* Exercise directions
Return all the data, word for word.

— BEGIN Data records —

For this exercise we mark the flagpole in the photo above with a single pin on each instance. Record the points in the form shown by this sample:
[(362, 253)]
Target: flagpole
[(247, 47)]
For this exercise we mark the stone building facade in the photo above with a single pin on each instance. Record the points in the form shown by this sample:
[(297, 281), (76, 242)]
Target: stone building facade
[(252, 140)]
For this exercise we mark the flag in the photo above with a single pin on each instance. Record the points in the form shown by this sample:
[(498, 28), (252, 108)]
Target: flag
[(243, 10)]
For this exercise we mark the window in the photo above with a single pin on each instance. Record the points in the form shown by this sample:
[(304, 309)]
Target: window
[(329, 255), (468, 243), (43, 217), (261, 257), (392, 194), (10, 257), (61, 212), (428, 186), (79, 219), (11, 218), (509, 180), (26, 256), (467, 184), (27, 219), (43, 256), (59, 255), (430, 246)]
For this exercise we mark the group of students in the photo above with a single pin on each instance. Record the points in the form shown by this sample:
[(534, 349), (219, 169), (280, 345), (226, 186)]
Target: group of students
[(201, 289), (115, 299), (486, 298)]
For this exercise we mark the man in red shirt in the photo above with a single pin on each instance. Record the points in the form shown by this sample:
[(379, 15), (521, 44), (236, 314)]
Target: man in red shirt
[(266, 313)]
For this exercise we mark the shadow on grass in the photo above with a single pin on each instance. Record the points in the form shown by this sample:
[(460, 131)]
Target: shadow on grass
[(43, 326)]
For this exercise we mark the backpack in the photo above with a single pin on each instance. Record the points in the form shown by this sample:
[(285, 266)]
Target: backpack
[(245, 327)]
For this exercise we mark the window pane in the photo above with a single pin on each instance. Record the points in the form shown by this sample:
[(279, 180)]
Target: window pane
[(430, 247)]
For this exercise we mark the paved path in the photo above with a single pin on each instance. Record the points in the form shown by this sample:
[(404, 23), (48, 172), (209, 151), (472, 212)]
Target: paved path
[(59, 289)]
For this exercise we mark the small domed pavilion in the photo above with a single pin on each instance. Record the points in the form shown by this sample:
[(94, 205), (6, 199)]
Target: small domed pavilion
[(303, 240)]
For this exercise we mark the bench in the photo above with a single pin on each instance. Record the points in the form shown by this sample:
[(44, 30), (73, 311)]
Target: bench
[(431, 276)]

— END Data records —

* Task answer
For this exercise we mark the flagpole in the photo above with a single pin on each instance. Record the points in the form shown by this sample:
[(362, 253)]
Target: flagpole
[(247, 47)]
For this exercise we mark the stone building facade in the photo above with a single pin on each instance. Record the points in the form shown by this sample:
[(297, 281), (76, 242)]
Target: stone building facade
[(252, 140)]
For this exercise we mark the flag in the photo above with a single pin on each instance. Record the points in the form shown by this sample:
[(498, 28), (252, 108)]
Target: flag
[(243, 10)]
For this exercise we mark the window in the photo above with a single pin on each instance. Record the points in the form shown by this sample:
[(304, 309)]
Target: window
[(329, 255), (468, 243), (43, 217), (261, 257), (392, 194), (10, 257), (61, 212), (428, 186), (79, 219), (11, 218), (509, 180), (26, 256), (467, 184), (27, 219), (43, 256), (59, 255), (430, 246)]
For this exercise we mark the group of students in the photo above with a single pin on each instance. Record the points in the form shown by this sample:
[(534, 349), (219, 169), (280, 345), (226, 186)]
Target: group of students
[(201, 289), (115, 299), (486, 298)]
For this exercise we mark the man in red shirt in the photo above with a single pin on each instance. Record the points in the form shown by this sample:
[(379, 15), (521, 44), (236, 314)]
Target: man in red shirt
[(266, 313)]
For this exercise we mark the shadow on grass in the photo above with a single pin on each instance. Record the points in the form shown by this sample:
[(460, 131)]
Target: shadow on grass
[(43, 326)]
For this exercise we mark the backpack in the photo above with a single pin on each instance. Record the points in the form shown by this sample:
[(285, 266)]
Target: backpack
[(245, 327)]
For this exercise we mark the window pane in the photo above with a single pin on each instance. Record the points in the form shown by this sample:
[(279, 180)]
Target: window pane
[(430, 247)]
For this exercise we mark the paved path in the photo above with a single pin on each instance. Record the points in the form shown by this sample:
[(404, 23), (48, 172), (209, 151), (472, 212)]
Target: paved path
[(59, 289)]
For this exercise we mark the small domed pavilion in the photo above with a single pin on each instance. Record the points in the form shown by this sample:
[(94, 205), (6, 199)]
Target: small domed pavilion
[(303, 240)]
For this exercise we mark the bench in the photo above with a single pin on each instance. Record the points in the form shown by this sample:
[(44, 30), (73, 311)]
Target: bench
[(431, 276)]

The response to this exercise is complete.